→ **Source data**
/---

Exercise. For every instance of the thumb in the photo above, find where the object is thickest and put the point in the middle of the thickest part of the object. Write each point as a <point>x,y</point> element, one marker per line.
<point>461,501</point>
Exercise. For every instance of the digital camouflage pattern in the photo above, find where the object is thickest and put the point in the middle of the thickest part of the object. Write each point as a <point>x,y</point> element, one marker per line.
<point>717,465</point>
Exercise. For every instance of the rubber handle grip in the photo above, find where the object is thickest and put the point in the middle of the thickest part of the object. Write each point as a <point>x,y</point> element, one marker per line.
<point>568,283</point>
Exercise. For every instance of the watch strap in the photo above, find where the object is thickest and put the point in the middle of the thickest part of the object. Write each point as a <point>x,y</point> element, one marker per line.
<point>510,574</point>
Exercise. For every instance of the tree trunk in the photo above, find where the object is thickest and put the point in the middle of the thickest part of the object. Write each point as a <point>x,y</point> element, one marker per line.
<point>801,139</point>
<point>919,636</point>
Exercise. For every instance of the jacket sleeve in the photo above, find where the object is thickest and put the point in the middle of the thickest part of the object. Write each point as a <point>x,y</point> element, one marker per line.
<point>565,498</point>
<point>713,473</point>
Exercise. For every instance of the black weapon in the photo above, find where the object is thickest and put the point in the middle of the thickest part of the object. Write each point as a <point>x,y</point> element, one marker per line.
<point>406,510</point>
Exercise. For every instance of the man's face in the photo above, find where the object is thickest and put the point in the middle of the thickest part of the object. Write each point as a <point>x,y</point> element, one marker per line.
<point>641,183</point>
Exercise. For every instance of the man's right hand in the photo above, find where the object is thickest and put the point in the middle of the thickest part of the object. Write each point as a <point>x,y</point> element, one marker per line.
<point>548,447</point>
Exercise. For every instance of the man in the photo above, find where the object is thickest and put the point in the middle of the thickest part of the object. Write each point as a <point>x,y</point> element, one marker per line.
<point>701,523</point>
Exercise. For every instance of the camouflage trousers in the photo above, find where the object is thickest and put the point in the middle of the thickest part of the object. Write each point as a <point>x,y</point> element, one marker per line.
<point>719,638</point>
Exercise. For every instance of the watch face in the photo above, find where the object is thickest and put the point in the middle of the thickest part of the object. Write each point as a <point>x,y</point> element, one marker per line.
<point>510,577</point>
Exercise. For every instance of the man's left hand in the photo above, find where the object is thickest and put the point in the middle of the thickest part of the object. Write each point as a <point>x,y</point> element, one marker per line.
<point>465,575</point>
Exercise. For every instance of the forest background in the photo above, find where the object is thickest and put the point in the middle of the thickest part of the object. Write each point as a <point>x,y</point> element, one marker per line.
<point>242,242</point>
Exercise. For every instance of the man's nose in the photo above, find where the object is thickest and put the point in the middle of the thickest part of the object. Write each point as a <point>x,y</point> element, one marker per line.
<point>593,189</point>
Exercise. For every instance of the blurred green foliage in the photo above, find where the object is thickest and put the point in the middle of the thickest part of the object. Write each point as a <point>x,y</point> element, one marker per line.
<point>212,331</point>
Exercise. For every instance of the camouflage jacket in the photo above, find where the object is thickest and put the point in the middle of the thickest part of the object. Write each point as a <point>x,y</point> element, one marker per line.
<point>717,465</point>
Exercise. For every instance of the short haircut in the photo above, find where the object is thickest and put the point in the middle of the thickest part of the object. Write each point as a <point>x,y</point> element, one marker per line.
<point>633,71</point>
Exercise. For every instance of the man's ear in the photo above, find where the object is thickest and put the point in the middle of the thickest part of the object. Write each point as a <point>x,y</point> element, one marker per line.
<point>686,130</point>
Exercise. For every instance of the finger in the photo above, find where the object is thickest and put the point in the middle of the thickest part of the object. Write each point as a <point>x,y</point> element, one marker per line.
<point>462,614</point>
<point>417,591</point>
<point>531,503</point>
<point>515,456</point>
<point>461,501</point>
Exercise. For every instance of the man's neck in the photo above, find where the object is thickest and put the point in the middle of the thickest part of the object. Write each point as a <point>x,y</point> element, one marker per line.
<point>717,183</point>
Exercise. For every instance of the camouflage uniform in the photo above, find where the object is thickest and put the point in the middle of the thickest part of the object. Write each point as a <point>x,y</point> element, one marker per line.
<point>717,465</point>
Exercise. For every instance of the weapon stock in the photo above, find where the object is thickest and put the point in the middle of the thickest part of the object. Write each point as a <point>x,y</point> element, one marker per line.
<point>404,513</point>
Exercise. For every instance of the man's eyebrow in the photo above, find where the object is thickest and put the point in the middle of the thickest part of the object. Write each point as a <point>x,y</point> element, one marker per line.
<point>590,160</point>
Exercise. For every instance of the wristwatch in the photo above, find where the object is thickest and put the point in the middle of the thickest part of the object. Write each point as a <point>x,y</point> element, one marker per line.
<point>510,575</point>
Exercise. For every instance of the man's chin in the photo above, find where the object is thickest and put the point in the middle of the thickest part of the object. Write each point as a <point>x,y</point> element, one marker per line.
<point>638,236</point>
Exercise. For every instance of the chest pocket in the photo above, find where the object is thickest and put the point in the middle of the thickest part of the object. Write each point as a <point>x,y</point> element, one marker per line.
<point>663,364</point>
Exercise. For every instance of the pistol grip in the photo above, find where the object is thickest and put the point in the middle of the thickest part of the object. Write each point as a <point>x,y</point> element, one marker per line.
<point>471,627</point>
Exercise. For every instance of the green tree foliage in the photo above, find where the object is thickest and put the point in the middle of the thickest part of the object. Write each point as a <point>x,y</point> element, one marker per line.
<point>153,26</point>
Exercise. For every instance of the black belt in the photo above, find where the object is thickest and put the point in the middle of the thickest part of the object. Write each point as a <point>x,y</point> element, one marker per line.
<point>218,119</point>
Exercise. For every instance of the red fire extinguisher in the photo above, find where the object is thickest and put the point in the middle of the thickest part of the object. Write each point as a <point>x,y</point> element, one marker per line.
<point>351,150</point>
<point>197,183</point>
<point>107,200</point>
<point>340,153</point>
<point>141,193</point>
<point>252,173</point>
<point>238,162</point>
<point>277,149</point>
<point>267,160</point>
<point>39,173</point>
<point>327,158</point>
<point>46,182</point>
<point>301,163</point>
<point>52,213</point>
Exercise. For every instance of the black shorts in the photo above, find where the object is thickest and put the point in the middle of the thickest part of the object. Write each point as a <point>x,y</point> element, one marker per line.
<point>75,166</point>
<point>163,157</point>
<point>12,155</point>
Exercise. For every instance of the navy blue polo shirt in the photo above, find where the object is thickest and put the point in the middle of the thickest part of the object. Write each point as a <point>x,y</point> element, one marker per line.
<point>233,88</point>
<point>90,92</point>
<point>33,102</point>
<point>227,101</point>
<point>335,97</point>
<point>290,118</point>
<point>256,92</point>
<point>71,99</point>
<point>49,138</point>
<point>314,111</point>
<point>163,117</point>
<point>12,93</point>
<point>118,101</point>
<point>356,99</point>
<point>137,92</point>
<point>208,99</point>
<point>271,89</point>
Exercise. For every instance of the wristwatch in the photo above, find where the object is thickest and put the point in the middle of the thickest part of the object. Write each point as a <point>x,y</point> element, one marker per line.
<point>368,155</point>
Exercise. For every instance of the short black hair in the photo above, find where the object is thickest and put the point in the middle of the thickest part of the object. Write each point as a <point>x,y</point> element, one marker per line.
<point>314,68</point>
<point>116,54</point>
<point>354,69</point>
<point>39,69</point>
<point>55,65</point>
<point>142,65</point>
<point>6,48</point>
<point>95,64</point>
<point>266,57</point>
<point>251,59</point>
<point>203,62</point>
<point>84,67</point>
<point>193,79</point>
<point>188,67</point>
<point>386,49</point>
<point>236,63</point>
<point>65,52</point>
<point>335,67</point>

\---

→ **Exercise directions**
Copy out the lines above word for word, starting with the line that contains "Exercise. For every instance of the man's face" and going on through the line that contains "<point>548,447</point>".

→ **Full output**
Exercise. For every instance of the man's face in the photo above, find where the object is thickest and put the point in the middle of the thickest part of the object. Write each point as a <point>x,y</point> element, one marker per line.
<point>641,183</point>
Exercise. For every instance of the man's right hand in the photo above, find where the object is thickest and put the point in the middle of the thickest part of the object. Write each point as a <point>x,y</point> element, one marker per line.
<point>548,447</point>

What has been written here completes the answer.